Brano estratto

· · · · · · ·

Ortàlia ed altre periferie invisibili è il titolo di un libro scritto dal giornalista Giuliano Ramella[1] e pubblicato da Aerre editore nel 2006. La pubblicazione è stata curata da Marco Conti, che ha scritto anche un'introduzione e la prefazione; l'epilogo porta la firma di Mauro Vercellotti.
Il saggio si propone di fornire un ampio spaccato di quotidiana realtà, sulla base delle cronache registrate sulla stampa locale, della società civile che anima la provincia di Biella, in Piemonte; una società complessa ma soprattutto compressa tra l'orgoglio di un recente passato industriale che ne ha fatto la capofila nel settore tessile e laniero, e le moderne - ed avanzate - sfide del terzo millennio.
In una sorta di racconto tragicomico di Biella e dei biellesi (come recita l'ultima di copertina), sono qui raccolti gli scritti pubblicati da Ramella dal 1992 al 2006 sul foglio locale La Nuova Provincia di Biella o scritti per un'apposita rubrica radiofonica di Radiobiella. Un florilegio che dispiega - enucleandoli attraverso il tempo, ma seguendo più che un particolare ordine cronologico un ordinato raggruppamento tematico - fatti (e, almeno secondo l'autore, misfatti) di una città comunque sempre capace di interrogare se stessa.
Articolato in sette capitoli, il volume dà conto - con un fragoroso incipit biblico che va sotto il titolo di Ortàlia docet - dei Numeri (dove ad essere messi in gioco sono i numeri che costituiscono un possibile catalogo dei giochi del potere locale).
Seguono i sottocapitoli relativi - sempre biblicamente contestualizzati - di Giudici e Re, con inevitabile conclusione in Esodo.

· · · · · · ·

Consegna
Prosegui per favore il brano estratto sul libro Ortàlia ed altre periferie invisibili, scrivendo il seguito a partire dalla sua ultima frase.

Dati grezzi
· · · · · · ·

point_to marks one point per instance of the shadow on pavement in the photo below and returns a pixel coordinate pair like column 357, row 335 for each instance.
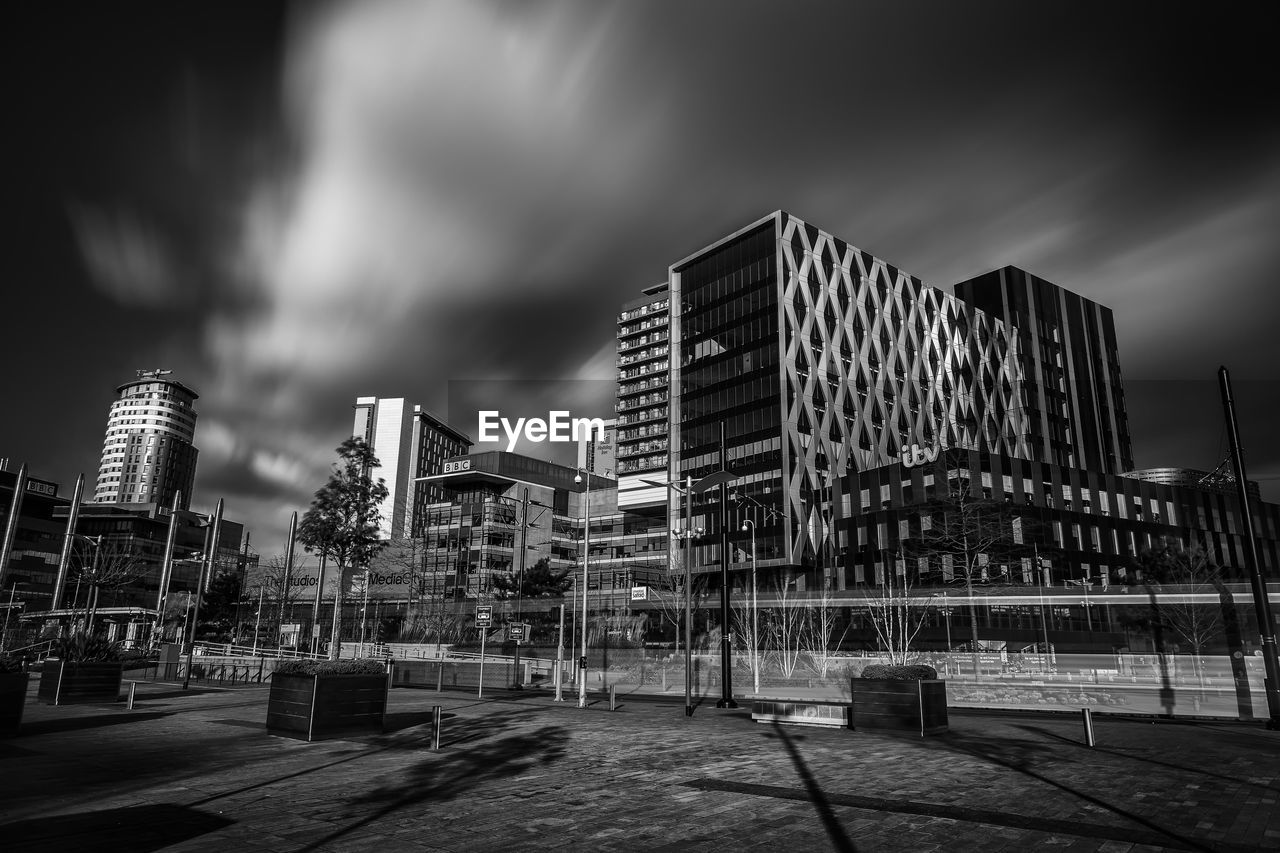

· · · · · · ·

Soluzione dell'esercizio
Il termine Ortàlia del titolo (solo incidentalmente accostabile al quasi omonimo L'ordalia[2]) è - come ben spiegato da Marco Conti nella prefazione - riconducibile ad un possibile posto delle ortiche, eteronomo[3] di una città obliqua nel suo adagiarsi sulle montagne delle Prealpi biellesi ed ubiqua, appunto al pari dell'ortica (un eventuale triplo senso va individuato nell'uso della medesima ortica quale fibra tessile, un materiale in queste terre abbondantemente trattato).
Può essere, in maniera maggiormente aderente alla realtà, ricondotto al valore urticante - ed estraneo ad ogni rischio di politically correct - degli scritti nel volume contenuti e di cui Ramella è autore.
Sulla strada verso una ipotetica e moderna Shangri-La - secondo la definizione data ad inizio anni novanta dal giornale La Stampa in un dettagliato resoconto dalle terre biellesi - le altre periferie invisibili che si incontrano lungo il cammino (il cosiddetto pensiero glocal) sono animate da persone (personaggi?) di gaddiana memoria: dove il pamphlet e la satira avvertono l'indispensabile urgenza di abbandonare il terreno delle ipotesi prossime venture per avvicinarsi a quello dell'accaduto, il deja vu ormai consegnato alla storia.
(Nell'immagine: Archeologia industriale a Chiavazza, periferia di Biella: antico opificio)
I successivi cinque capitoli - che raccolgono come in una sorta di girone dantesco fatti, persone luoghi fra i più disparati (come la Città del Mobile ideata da Giorgio Aiazzone, l'esperimento-pilota primo in Italia di una televisione privata, Telebiella, il santuario di Oropa, luogo di culto mariano fra i più venerati nel nord-ovest italiano) - riguardano la Bottega (i camini fumanti e una virgola rossa), la Piazza, i Crocicchi, il Museo (nota: il Museo del Territorio) e lOpera Pia, l'Edicola.
Il settimo e ultimo capitolo, che anticipa la postfazione di Mauro Vercellotti, sembra lasciare pochi spiragli all'ottimismo, intitolato com'è in maniera disincantata: Non ci resta che piangere.
Ma il libro, nel suo insieme, ad un'appena attenta lettura appare essere essenzialmente un atto d'amore verso una città austera quanto le Alpi che la circondano e prossima al cuore dell'Europa più moderna e laboriosa, attenta ai mutamenti culturali, e soprattutto più consapevole del proprio presente piuttosto che retoricamente e nostalgicamente appagata del proprio passato, sia pure recente.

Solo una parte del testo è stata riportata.